What you will do: Find each line of the listing below that contains the string "instances", and copy those lines.

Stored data
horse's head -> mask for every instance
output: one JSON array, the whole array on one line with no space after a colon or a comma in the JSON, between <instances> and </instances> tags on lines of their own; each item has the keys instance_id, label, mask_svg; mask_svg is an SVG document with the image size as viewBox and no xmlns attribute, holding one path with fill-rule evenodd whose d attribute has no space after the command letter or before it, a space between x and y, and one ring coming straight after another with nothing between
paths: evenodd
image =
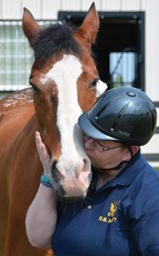
<instances>
[{"instance_id":1,"label":"horse's head","mask_svg":"<svg viewBox=\"0 0 159 256\"><path fill-rule=\"evenodd\" d=\"M90 161L77 122L96 99L99 75L91 44L99 29L93 3L82 26L41 29L25 9L23 30L35 54L30 76L39 131L51 156L50 178L59 197L82 197L91 180Z\"/></svg>"}]
</instances>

Worked solution:
output: one JSON array, the whole array on one line with no space after a colon or a comma in the JSON, between <instances> and </instances> tags on lines of their own; each item has the keys instance_id, label, mask_svg; mask_svg is an SVG document with the image size as viewBox and no xmlns attribute, holding one path with fill-rule evenodd whose d attribute has no space after the command letter or before it, a space between x and y, and one ring coming straight after another with nothing between
<instances>
</instances>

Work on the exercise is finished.